---- Document passage
Having spent years reliving and examining this incident, I recognize now the fatalism of those types of theory that claim prejudice of whatever sort can never be overcome. It’s not that prejudice has been decisively defeated or exorcised and banished by progressive fiat into a less enlightened past. Prejudice is fairly invincible wherever there is insufficient love and insufficient self-examination. My fear of prejudice succumbed to its shadow side and permitted the status quo to steamroll on its way.
It is possible, likely even, that, however good my intentions, nothing I could have done would have changed anything that day in Minneapolis. But I’ll never know. It is also possible that had I risked acting, had I been attentive to the Spirit’s promptings, something could have happened. There is no guarantee either way because there is no assured method that produces the results we desire.
This truth about method is the pressure point at which my critical inhibitions cracked open. I behaved as though I knew that nothing I could say could convey goodwill and trustworthiness or could provoke even a moment of considering how things could be otherwise. And in so doing, I realize, I did not take into account God’s ability to interject the incalculable, to summon into any setting that which is not possible on its own terms and with its own resources.
--------
---- Supplied data
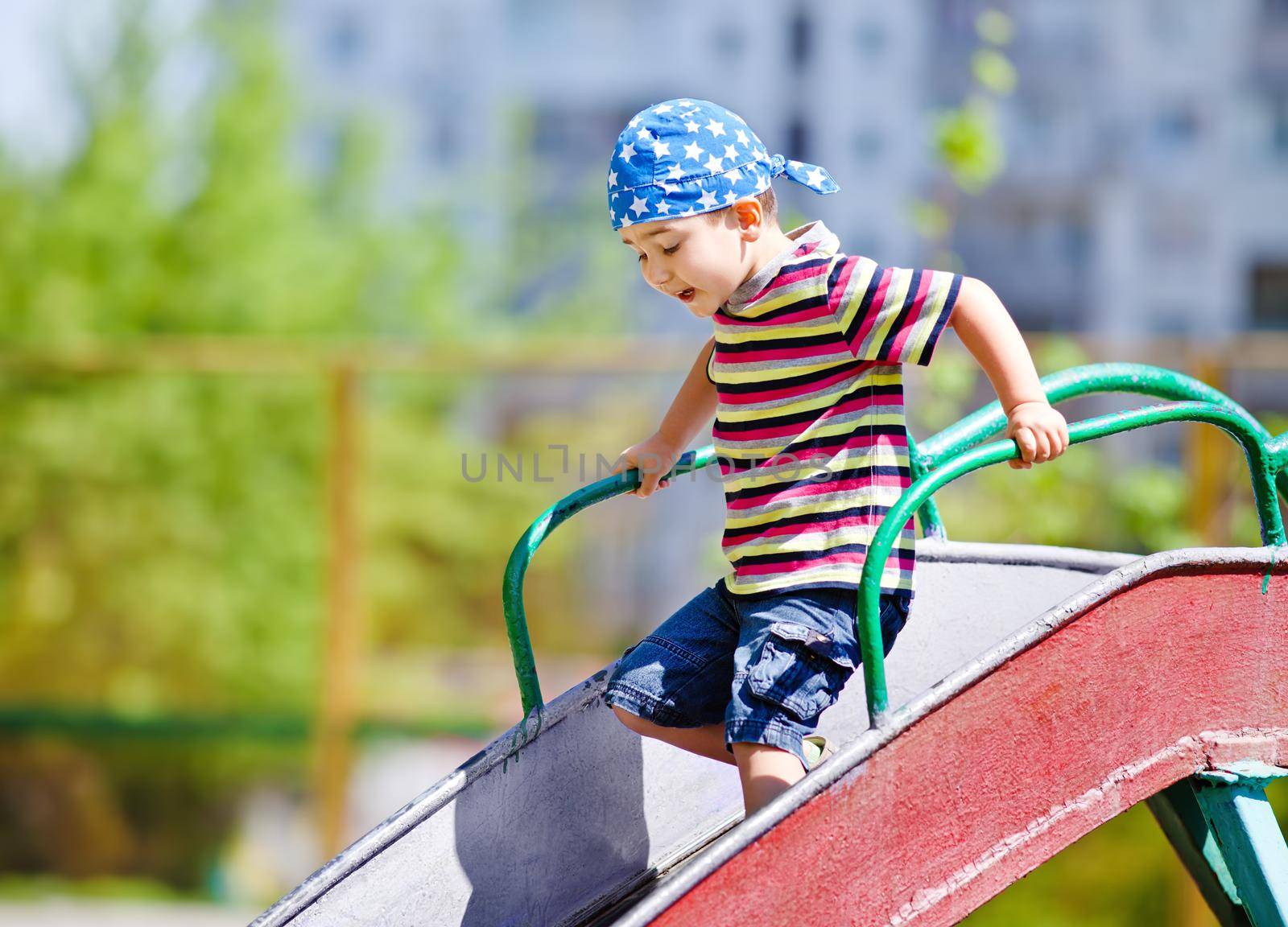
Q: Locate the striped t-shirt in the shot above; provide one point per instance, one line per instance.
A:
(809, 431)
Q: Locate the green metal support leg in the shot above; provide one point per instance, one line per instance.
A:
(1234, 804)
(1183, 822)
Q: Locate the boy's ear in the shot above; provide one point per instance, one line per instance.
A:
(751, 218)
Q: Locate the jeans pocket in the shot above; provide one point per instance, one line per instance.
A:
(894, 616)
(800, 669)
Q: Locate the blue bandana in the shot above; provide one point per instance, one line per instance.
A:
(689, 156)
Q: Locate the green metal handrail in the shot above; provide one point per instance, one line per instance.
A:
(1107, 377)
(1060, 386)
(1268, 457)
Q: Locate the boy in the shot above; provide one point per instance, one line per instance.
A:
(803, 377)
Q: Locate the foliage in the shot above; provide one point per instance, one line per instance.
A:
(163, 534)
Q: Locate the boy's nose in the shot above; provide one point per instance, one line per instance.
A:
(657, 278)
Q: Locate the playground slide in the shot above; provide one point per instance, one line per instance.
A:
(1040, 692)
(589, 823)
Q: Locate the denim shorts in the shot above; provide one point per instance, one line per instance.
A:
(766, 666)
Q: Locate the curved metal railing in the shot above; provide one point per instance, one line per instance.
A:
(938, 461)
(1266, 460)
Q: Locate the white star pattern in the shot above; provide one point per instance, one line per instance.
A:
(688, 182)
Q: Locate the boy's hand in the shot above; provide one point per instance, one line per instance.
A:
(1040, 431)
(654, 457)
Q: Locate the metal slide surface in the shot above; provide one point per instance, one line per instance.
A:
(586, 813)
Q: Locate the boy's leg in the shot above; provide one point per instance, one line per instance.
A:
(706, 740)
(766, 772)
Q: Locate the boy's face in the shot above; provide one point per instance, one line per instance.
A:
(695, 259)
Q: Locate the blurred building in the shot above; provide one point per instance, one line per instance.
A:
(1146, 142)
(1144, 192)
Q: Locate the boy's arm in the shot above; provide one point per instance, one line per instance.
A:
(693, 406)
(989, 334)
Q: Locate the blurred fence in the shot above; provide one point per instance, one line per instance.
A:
--------
### Problem details
Print the text on prejudice word for word, between "It is possible, likely" and "results we desire.", inclusive. Draw only on the text when responding.

### Written reply
It is possible, likely even, that, however good my intentions, nothing I could have done would have changed anything that day in Minneapolis. But I’ll never know. It is also possible that had I risked acting, had I been attentive to the Spirit’s promptings, something could have happened. There is no guarantee either way because there is no assured method that produces the results we desire.